++++ EXTRACT ++++

Referring to FIGS. 6A and 6B, shown is a flowchart 400, 401 of processing steps that can be performed in at least one embodiment in accordance with the techniques of the present disclosure. FIGS. 6A and 6B summarize processing discussed above.

At the step 402, the K resource instances can be assigned corresponding resource instance IDs (sometimes referred to as instance IDs or resource IDs). Each of the K instances can be assigned a corresponding unique resource ID. The resource IDs of the K resources can collectively be a range of consecutive integers. For example with reference back to FIG. 3, K can be 100 where the 100 instances are assigned a unique corresponding one of the resource IDs in the inclusive range from 1 to 100. From the step 402, control proceeds to the step 404.

At the step 404, logically divide the K resource instances into D domains. Each of the D domains can be the same size of S instances. Each domain can include instances with consecutive corresponding resource IDs. Thus each domain can denote a subrange of consecutive resource IDs of corresponding instances of the domain. For example with reference back to FIG. 3, D can be 100 and S can be 10 such that there are 10 domains of 10 instances per domain. Each domain can include 10 instances having corresponding resource IDs forming a subrange of consecutive resource IDs. From the step 404, control proceeds to the step 406.

At the step 406, a domain cursor can be maintained tracking the next domain index that identifies the next domain from which to allocate an instance. For each domain, a separate instance cursor (also referred to as a domain instance cursor) can be maintained denoting the next resource or instance ID within the domain from which to attempt resource instance allocation. From the step 406, control proceeds to the step 408.

At the step 408, A resource allocation request for a resource instance can be received by the resource allocator from a client, such as a thread. From the step 408, control proceeds to the step 410 to commence processing responsive to the resource allocation request. In at least one embodiment, processing of steps 410, 412, 416, 418, 420, 422, 424, 426 and 428 can be performed by the resource allocator.

At the step 410, processing is performed to atomically: i) get the next domain index denoted by the domain cursor and ii) advance the domain cursor. Getting the next domain index denoted by the domain cursor can include assigning current domain = domain cursor. Advancing the domain cursor can include incrementing the domain cursor (e.g., Domain cursor= domain cursor +1) or otherwise resetting the domain cursor back to 1 (if the domain cursor prior to advancement is the last or highest domain ID). For example with reference back to FIG. 3, the current domain can be assigned the value of 4 as identified by the domain cursor 306. Additionally, the domain cursor 306 can be advanced to 5 so that the next resource allocation request is allocated from domain 5. From the step 410, control proceeds to the step 411.

++++

REQUIREMENTS: Say whether each statement agrees with the resource allocation text, answering yes or no and quoting the words of the text that decide it: (a) each of the K resource instances is given a unique resource ID; (b) a single instance cursor is shared by all the domains; (c) advancing the domain cursor from the highest domain ID resets it to 1. The lines after this point aren't needed for anything here.

++++ AVAILABLE DATA ++++

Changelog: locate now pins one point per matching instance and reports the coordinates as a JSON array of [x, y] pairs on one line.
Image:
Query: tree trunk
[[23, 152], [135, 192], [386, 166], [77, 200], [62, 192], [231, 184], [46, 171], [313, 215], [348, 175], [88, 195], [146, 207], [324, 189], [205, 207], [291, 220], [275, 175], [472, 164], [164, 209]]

++++

OUTPUT OF THE TASK:
(a) Yes: "Each of the K instances can be assigned a corresponding unique resource ID."
(b) No: "For each domain, a separate instance cursor (also referred to as a domain instance cursor) can be maintained"
(c) Yes: "otherwise resetting the domain cursor back to 1 (if the domain cursor prior to advancement is the last or highest domain ID)"